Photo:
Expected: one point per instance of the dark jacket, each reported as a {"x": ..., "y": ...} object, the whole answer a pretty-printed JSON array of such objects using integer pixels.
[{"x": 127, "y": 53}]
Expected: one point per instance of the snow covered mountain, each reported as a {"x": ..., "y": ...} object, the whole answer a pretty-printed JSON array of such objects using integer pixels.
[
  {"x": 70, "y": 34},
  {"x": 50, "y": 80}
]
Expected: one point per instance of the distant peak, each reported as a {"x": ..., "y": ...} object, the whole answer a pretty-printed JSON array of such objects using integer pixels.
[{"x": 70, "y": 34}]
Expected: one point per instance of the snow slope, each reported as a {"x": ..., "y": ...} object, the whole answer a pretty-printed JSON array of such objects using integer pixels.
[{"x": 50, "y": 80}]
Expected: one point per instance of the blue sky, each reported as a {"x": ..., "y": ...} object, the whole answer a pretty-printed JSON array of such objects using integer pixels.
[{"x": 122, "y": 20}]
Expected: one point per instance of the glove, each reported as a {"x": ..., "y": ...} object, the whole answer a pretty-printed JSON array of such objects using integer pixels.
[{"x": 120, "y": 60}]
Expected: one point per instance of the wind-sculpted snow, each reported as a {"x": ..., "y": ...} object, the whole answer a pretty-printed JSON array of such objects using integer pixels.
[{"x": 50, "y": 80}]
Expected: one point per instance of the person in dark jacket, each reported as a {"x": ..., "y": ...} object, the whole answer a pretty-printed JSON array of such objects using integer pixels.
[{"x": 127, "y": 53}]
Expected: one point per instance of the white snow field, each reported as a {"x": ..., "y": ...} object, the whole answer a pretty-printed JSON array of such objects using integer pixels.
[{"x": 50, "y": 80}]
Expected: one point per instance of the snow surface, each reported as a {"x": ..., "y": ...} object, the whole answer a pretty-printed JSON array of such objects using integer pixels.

——————

* [Exercício breve]: Converta as linhas de todos os itens acima em uma lista JSON de strings, com uma string por linha e sem as linhas em branco.

* [Resultado do exercício]:
[
  "Photo:",
  "Expected: one point per instance of the dark jacket, each reported as a {\"x\": ..., \"y\": ...} object, the whole answer a pretty-printed JSON array of such objects using integer pixels.",
  "[{\"x\": 127, \"y\": 53}]",
  "Expected: one point per instance of the snow covered mountain, each reported as a {\"x\": ..., \"y\": ...} object, the whole answer a pretty-printed JSON array of such objects using integer pixels.",
  "[",
  "  {\"x\": 70, \"y\": 34},",
  "  {\"x\": 50, \"y\": 80}",
  "]",
  "Expected: one point per instance of the distant peak, each reported as a {\"x\": ..., \"y\": ...} object, the whole answer a pretty-printed JSON array of such objects using integer pixels.",
  "[{\"x\": 70, \"y\": 34}]",
  "Expected: one point per instance of the snow slope, each reported as a {\"x\": ..., \"y\": ...} object, the whole answer a pretty-printed JSON array of such objects using integer pixels.",
  "[{\"x\": 50, \"y\": 80}]",
  "Expected: one point per instance of the blue sky, each reported as a {\"x\": ..., \"y\": ...} object, the whole answer a pretty-printed JSON array of such objects using integer pixels.",
  "[{\"x\": 122, \"y\": 20}]",
  "Expected: one point per instance of the glove, each reported as a {\"x\": ..., \"y\": ...} object, the whole answer a pretty-printed JSON array of such objects using integer pixels.",
  "[{\"x\": 120, \"y\": 60}]",
  "Expected: one point per instance of the wind-sculpted snow, each reported as a {\"x\": ..., \"y\": ...} object, the whole answer a pretty-printed JSON array of such objects using integer pixels.",
  "[{\"x\": 50, \"y\": 80}]",
  "Expected: one point per instance of the person in dark jacket, each reported as a {\"x\": ..., \"y\": ...} object, the whole answer a pretty-printed JSON array of such objects using integer pixels.",
  "[{\"x\": 127, \"y\": 53}]",
  "Expected: one point per instance of the white snow field, each reported as a {\"x\": ..., \"y\": ...} object, the whole answer a pretty-printed JSON array of such objects using integer pixels.",
  "[{\"x\": 50, \"y\": 80}]",
  "Expected: one point per instance of the snow surface, each reported as a {\"x\": ..., \"y\": ...} object, the whole answer a pretty-printed JSON array of such objects using integer pixels."
]